======== Task data ========

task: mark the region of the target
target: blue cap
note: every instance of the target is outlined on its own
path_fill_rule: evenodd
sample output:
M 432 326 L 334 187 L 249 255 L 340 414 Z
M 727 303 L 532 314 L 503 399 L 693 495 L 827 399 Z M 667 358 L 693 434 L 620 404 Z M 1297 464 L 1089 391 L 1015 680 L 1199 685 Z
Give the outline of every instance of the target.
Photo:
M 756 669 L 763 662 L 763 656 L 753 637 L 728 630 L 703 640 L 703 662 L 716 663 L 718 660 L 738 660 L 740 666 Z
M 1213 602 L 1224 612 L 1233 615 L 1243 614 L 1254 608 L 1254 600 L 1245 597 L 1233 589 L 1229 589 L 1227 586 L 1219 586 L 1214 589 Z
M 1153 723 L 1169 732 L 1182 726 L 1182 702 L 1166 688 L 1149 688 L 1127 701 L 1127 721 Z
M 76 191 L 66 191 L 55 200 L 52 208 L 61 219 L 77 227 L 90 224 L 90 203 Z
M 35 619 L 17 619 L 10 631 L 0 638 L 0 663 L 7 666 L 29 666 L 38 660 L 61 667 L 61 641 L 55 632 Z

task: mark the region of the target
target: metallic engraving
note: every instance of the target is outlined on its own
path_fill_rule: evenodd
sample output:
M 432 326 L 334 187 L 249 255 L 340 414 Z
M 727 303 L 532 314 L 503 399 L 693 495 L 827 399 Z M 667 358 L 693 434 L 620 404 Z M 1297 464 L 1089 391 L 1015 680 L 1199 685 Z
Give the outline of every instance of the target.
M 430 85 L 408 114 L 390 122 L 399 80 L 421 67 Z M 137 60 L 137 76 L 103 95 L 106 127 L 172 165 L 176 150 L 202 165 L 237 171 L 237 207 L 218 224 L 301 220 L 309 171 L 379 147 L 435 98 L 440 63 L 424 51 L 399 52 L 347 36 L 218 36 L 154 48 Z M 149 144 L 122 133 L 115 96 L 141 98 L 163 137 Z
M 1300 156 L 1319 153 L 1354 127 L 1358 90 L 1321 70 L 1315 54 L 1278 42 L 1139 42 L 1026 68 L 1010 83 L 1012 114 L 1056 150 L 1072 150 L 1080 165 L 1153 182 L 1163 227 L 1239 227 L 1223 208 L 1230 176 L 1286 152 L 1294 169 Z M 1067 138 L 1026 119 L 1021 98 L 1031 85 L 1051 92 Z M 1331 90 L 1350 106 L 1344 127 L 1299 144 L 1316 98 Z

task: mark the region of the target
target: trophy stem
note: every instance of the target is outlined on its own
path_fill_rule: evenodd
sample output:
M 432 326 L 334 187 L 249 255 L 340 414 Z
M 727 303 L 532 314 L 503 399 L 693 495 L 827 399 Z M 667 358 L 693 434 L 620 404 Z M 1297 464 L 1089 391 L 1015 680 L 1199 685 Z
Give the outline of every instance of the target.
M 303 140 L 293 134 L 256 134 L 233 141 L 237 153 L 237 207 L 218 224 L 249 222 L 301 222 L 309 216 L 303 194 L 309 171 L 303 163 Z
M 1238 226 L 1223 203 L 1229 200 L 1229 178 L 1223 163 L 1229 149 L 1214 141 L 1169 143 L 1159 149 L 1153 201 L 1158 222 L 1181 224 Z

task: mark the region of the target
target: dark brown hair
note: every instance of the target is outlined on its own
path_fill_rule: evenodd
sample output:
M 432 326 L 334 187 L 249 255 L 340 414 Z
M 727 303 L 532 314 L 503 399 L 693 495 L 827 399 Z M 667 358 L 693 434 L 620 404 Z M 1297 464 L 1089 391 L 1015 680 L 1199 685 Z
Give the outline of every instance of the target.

========

Your goal —
Duplicate every line of the records above word for word.

Exercise solution —
task: mark the region of the target
target: blue cap
note: every instance of the target is outlined on its own
path_fill_rule: evenodd
sample output:
M 432 326 L 334 187 L 249 255 L 340 414 Z
M 727 303 L 532 314 L 503 399 L 693 495 L 827 399 Z M 667 358 L 693 434 L 620 404 Z M 1297 464 L 1089 391 L 1015 680 L 1199 685 Z
Give the outline of every instance of the target.
Photo:
M 756 669 L 763 662 L 763 656 L 753 637 L 728 630 L 703 640 L 703 662 L 716 663 L 718 660 L 738 660 L 740 666 Z
M 1213 602 L 1224 612 L 1233 615 L 1243 614 L 1254 608 L 1254 600 L 1245 597 L 1233 589 L 1229 589 L 1227 586 L 1219 586 L 1214 589 Z
M 1153 723 L 1169 732 L 1182 726 L 1182 702 L 1166 688 L 1149 688 L 1127 701 L 1127 721 Z
M 76 191 L 66 191 L 55 200 L 52 208 L 61 219 L 77 227 L 90 224 L 90 203 Z
M 35 619 L 17 619 L 10 631 L 0 638 L 0 663 L 7 666 L 29 666 L 38 660 L 61 667 L 61 641 L 55 632 Z

task: mark the region of the target
target: metallic engraving
note: every instance of the target is outlined on its own
path_fill_rule: evenodd
sample output:
M 432 326 L 334 187 L 249 255 L 340 414 Z
M 727 303 L 532 314 L 503 399 L 693 495 L 827 399 Z M 667 358 L 693 434 L 620 404 Z M 1297 464 L 1089 391 L 1015 680 L 1199 685 Z
Give the outline of every instance of the target.
M 430 85 L 408 114 L 390 122 L 399 80 L 421 67 Z M 137 60 L 137 76 L 103 95 L 106 127 L 172 165 L 176 150 L 202 165 L 237 171 L 237 207 L 218 224 L 301 220 L 309 171 L 379 147 L 435 98 L 440 63 L 424 51 L 399 52 L 347 36 L 218 36 L 154 48 Z M 149 144 L 122 133 L 115 96 L 141 98 L 163 137 Z
M 1300 156 L 1319 153 L 1354 127 L 1358 90 L 1321 70 L 1315 54 L 1278 42 L 1139 42 L 1026 68 L 1010 83 L 1012 114 L 1056 150 L 1072 150 L 1080 165 L 1153 182 L 1163 227 L 1239 227 L 1223 208 L 1230 176 L 1286 152 L 1294 169 Z M 1067 138 L 1026 119 L 1021 98 L 1031 85 L 1051 92 Z M 1331 90 L 1350 106 L 1344 127 L 1299 144 L 1316 98 Z

task: mark the region of the target
target: trophy stem
note: every instance of the target is outlined on its own
path_fill_rule: evenodd
sample output:
M 432 326 L 334 187 L 249 255 L 340 414 Z
M 727 303 L 532 314 L 503 399 L 693 495 L 827 399 Z M 667 358 L 693 434 L 620 404 Z M 1297 464 L 1089 391 L 1015 680 L 1199 685 Z
Give the outline of every instance of the target.
M 303 140 L 293 134 L 256 134 L 233 141 L 237 153 L 237 207 L 218 224 L 249 222 L 301 222 L 309 216 L 303 194 L 309 171 L 303 163 Z
M 1238 226 L 1223 203 L 1229 200 L 1229 178 L 1223 163 L 1229 149 L 1214 141 L 1169 143 L 1159 149 L 1153 201 L 1158 222 L 1181 224 Z

task: mark the region of the target
target: dark brown hair
note: every instance of the target is outlined on its own
path_fill_rule: evenodd
sample output:
M 432 326 L 334 187 L 249 255 L 340 414 Z
M 727 303 L 532 314 L 503 399 L 693 495 L 827 399 Z M 667 358 L 693 434 L 620 404 Z M 1297 464 L 1089 391 L 1015 680 L 1199 685 Z
Give the outline of every instance of the target.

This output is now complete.